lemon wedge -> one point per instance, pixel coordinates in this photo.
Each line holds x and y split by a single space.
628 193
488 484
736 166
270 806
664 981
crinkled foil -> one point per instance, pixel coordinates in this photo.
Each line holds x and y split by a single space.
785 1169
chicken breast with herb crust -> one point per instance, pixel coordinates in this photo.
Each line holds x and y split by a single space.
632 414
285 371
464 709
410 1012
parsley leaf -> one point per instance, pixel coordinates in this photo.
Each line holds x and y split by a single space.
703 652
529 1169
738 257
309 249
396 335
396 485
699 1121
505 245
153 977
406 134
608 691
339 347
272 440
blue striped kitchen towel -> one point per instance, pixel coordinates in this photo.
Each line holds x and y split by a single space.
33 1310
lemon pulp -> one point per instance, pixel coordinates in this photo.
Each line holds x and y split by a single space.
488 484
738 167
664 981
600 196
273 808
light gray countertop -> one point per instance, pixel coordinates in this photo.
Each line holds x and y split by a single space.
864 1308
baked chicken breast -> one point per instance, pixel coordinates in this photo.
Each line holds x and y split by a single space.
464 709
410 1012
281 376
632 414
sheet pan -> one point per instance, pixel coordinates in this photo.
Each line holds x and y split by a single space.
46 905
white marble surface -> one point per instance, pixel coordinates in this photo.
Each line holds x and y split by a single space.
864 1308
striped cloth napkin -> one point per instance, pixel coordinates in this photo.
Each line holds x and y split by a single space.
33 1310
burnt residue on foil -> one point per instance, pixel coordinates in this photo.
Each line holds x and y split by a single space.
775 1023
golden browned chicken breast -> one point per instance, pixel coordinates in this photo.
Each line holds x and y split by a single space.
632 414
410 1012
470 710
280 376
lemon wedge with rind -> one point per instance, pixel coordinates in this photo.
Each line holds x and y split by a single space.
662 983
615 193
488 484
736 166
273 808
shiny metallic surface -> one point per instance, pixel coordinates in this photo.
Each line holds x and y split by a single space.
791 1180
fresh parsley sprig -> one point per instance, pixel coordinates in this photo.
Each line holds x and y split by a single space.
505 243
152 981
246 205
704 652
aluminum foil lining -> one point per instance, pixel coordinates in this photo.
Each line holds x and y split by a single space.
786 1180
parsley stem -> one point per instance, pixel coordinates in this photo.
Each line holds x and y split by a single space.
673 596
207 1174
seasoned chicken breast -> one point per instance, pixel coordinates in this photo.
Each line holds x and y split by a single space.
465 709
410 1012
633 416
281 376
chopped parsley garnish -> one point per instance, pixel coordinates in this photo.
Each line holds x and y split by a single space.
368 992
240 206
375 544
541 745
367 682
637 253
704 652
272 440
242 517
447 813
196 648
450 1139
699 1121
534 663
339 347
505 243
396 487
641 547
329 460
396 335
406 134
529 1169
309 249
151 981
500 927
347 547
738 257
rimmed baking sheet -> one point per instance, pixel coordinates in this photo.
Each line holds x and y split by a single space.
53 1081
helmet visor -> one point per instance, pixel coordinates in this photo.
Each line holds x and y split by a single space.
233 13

------------------------------------------------------------

[What the task asks] Retype the whole listing, matching it exactly.

[Exercise response]
lemon wedge -> one point per instance, pixel coordinates in this photo.
Each line holds x and y split by a single space.
628 193
488 484
736 166
270 806
664 981
crinkled foil -> one point per instance, pixel coordinates in this photo.
Each line holds x and y split by a single space.
785 1169
chicken breast with herb crust -> one point per instance, pixel coordinates in this photo.
Each line holds x and y split by a single space.
632 414
285 371
464 709
410 1012
parsley leaf -> one point per instance, pixel coordinates in this photo.
Each line holds x and y split by a single space.
703 652
529 1169
738 257
309 249
396 335
396 485
699 1121
505 245
153 977
406 134
608 691
339 347
272 440
blue striped kitchen towel -> one point per instance, pixel coordinates in this photo.
Each line holds x and y split by a single space.
33 1310
lemon pulp -> one point per instance, pixel coordinates in this photo.
Each line holds x and y split by a single space.
488 484
738 167
664 981
600 196
273 808
light gray countertop -> one point per instance, pixel coordinates in this photo.
Each line holds x and y split by a single space.
864 1308
baked chicken breast -> one point per instance, pixel coordinates in this photo.
Each line holds x and y split by a single space.
464 709
410 1012
281 376
632 414
sheet pan -> one point per instance, pixel coordinates in this photo.
Each line holds x and y split by a single space.
46 905
white marble surface -> one point per instance, pixel coordinates in this photo.
Each line holds x and y split by a single space.
864 1308
striped cloth napkin -> one point per instance, pixel coordinates in this photo.
Each line holds x and y split by a single space.
33 1310
burnt residue on foil -> one point per instance, pixel coordinates in this photo.
Each line holds x and y split by a single space.
775 1023
golden browned chicken breast -> one point per instance, pixel coordinates in this photo.
Each line holds x and y split by a single space.
632 414
410 1012
470 710
280 376
lemon wedge with rind -> one point per instance, pixel coordinates in this photo.
Each line holds x and y split by a single space.
662 983
615 193
488 484
736 166
273 808
shiny metallic surface -> one point per instance, pixel coordinates in this photo.
Each line holds x and y split by a single space.
791 1180
fresh parsley sprig -> one point per instance, pixel coordinates in this photo.
Each line holds x and y split by a single space.
505 243
152 981
246 205
704 652
aluminum foil lining -> one point per instance, pixel coordinates in this photo.
Each line holds x and y split by a single space.
786 1180
parsley stem -> one point per instance, pixel coordinates in this photo.
Each line holds x and y split by a single space.
673 596
207 1174
seasoned chicken breast -> one point per instance, pixel coordinates in this photo.
Each line holds x and y split by a single space.
465 709
410 1012
633 416
281 376
chopped parsley garnish -> one point per instance, pixel coordinates in this photo.
Each line holds x and y split by a single space.
368 992
240 206
375 544
541 745
367 682
637 253
704 652
272 440
242 517
447 813
196 648
450 1139
699 1121
534 663
339 347
505 243
396 487
641 547
329 460
396 335
406 134
529 1169
309 249
151 981
500 927
347 547
738 257
rimmed baking sheet -> one point per instance, pixel coordinates in this photo.
Each line holds x and y split by a single space.
53 1081
helmet visor -> one point per instance, pixel coordinates in this photo.
Each line holds x and y split by a single space.
233 13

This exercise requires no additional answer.